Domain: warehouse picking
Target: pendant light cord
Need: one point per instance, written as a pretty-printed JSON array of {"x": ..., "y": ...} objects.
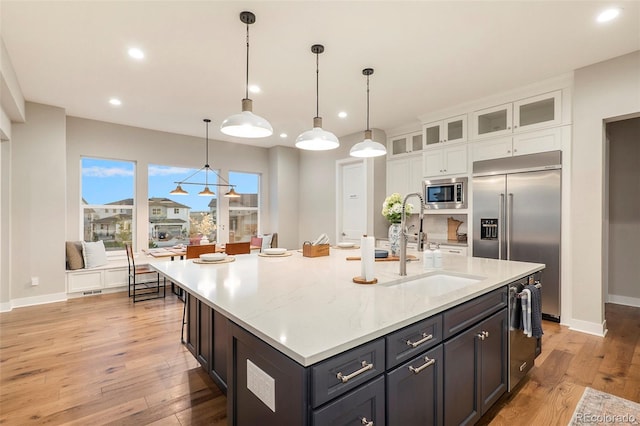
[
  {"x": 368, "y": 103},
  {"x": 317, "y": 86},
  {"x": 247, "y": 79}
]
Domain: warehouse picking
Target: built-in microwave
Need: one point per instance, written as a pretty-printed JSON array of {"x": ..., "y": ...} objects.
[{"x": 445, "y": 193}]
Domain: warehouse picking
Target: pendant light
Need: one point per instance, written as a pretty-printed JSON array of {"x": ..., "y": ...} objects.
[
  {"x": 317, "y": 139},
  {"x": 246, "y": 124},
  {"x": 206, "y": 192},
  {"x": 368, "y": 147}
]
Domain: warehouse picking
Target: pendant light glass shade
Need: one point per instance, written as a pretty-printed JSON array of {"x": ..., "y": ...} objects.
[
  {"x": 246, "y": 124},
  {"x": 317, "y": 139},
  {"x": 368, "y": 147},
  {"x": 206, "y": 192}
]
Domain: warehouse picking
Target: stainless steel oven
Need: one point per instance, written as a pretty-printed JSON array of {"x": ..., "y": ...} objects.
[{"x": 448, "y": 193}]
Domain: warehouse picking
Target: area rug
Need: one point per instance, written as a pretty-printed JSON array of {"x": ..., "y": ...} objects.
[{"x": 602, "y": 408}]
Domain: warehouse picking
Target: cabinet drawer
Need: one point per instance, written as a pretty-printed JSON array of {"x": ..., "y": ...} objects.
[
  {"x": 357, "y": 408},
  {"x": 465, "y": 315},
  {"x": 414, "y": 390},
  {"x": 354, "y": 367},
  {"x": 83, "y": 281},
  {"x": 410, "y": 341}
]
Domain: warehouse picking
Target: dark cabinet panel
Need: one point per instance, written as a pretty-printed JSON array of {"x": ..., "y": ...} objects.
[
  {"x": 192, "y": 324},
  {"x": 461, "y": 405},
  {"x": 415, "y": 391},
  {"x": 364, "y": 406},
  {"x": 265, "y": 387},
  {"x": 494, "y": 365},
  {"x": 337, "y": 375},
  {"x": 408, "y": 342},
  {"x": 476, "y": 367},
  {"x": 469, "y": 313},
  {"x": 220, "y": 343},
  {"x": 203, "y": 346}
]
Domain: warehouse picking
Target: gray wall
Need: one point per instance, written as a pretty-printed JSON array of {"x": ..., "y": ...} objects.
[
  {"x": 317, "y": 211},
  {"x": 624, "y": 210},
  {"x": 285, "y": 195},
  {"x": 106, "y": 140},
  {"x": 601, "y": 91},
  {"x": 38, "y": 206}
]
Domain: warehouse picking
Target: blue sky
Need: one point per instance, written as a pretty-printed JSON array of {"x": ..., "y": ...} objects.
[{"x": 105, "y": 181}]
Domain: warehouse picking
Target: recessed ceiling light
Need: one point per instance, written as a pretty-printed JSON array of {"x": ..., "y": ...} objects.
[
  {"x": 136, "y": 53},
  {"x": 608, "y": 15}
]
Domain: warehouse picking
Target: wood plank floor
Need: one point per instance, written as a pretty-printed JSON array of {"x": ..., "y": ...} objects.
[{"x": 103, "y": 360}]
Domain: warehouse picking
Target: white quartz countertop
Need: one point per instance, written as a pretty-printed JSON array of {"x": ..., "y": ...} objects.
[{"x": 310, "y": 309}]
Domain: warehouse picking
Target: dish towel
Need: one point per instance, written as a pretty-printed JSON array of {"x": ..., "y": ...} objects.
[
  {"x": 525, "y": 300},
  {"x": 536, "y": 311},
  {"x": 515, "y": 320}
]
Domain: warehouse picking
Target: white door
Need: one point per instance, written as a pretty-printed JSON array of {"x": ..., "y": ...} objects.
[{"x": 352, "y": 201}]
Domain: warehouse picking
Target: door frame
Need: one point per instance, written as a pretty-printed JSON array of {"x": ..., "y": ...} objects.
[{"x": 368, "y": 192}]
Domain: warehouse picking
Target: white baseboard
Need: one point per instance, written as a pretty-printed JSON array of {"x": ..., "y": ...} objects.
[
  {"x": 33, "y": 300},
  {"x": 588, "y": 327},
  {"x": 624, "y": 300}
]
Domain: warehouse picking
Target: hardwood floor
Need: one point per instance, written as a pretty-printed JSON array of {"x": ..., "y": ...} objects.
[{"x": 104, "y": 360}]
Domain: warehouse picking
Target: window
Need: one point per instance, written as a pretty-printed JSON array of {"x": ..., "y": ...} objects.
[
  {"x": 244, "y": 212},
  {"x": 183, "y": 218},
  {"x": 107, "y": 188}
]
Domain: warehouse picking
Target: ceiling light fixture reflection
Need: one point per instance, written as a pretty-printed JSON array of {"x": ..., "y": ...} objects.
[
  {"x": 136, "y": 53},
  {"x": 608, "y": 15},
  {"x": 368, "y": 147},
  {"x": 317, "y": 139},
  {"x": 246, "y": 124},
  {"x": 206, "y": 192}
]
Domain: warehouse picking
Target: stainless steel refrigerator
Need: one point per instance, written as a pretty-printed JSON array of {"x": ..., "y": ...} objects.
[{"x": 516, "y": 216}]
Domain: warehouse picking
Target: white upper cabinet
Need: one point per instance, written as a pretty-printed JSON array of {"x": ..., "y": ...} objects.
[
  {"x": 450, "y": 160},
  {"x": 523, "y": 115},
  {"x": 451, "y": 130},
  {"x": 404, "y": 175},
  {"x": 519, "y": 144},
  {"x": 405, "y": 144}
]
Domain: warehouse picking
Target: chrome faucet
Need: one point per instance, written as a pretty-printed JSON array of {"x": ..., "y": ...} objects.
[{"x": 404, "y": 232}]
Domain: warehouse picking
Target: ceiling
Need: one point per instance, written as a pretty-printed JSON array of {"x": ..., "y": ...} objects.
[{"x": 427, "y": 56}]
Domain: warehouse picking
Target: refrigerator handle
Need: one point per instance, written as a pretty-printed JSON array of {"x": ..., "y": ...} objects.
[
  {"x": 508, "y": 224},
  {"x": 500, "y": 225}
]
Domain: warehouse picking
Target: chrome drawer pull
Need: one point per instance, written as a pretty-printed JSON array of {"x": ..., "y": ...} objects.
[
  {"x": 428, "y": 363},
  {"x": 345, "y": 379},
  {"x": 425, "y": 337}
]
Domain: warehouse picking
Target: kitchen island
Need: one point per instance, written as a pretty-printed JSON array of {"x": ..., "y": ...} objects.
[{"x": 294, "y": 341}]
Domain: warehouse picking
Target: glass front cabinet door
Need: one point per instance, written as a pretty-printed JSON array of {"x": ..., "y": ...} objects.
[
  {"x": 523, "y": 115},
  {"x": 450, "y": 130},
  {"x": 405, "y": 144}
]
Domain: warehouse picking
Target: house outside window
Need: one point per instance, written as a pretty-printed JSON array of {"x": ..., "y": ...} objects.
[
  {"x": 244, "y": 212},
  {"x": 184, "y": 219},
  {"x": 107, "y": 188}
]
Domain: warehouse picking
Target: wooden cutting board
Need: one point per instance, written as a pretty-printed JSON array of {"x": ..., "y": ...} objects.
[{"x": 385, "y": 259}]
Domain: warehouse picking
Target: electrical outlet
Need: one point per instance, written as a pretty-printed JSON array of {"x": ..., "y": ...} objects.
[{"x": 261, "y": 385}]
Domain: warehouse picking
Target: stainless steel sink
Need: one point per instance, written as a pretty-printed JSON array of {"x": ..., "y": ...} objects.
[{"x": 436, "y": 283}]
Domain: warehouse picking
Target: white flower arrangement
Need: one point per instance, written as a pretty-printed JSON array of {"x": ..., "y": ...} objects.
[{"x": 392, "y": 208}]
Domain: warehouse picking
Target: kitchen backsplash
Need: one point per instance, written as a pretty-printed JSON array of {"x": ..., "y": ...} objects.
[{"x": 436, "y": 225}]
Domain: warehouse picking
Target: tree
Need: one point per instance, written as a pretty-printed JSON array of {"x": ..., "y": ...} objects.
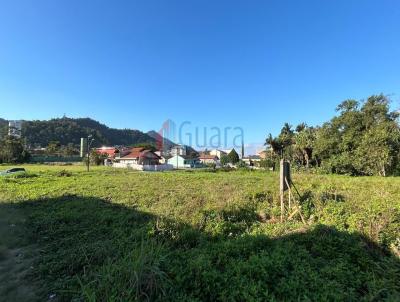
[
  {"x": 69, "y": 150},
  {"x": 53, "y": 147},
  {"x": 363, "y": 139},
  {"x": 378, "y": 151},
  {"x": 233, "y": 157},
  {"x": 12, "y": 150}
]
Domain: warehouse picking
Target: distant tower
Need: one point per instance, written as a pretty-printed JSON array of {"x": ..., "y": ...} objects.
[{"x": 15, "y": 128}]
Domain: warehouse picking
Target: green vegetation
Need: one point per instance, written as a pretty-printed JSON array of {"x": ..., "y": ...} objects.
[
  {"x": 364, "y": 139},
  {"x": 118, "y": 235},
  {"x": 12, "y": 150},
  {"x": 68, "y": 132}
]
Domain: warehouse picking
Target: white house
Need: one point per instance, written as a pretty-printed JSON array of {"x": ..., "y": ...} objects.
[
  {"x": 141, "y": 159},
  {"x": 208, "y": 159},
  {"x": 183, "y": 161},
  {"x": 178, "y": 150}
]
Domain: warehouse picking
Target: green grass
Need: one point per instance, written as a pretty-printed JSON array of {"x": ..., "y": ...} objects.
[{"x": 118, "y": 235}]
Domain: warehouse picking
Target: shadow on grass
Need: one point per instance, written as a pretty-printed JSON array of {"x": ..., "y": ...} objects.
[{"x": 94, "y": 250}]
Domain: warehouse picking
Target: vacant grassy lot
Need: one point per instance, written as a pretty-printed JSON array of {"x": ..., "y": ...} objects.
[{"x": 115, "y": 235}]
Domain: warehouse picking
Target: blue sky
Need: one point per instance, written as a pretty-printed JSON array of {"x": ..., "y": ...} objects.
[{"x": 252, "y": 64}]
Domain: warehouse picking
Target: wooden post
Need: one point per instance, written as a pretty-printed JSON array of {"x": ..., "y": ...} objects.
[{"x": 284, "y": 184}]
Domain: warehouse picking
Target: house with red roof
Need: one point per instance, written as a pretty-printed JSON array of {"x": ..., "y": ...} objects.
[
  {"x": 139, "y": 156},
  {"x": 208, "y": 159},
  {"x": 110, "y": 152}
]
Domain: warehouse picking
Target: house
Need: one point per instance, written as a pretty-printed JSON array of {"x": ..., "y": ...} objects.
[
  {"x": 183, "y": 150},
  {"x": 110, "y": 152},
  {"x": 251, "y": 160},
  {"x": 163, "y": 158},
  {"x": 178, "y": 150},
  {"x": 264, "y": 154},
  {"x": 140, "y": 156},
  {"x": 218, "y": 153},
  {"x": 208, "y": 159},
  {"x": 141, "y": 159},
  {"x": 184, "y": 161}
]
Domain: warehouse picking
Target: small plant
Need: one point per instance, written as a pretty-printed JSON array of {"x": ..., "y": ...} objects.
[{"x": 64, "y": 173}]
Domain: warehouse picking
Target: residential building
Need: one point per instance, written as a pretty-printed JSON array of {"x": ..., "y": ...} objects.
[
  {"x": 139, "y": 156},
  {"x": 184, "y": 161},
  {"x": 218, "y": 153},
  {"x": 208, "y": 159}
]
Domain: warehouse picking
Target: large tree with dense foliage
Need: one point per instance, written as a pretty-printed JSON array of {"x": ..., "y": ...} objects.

#### DO THIS
Report how many lines of the data above contain the string "drawer". Case counts, and the answer should be the number only.

#### ANSWER FOR THE TASK
2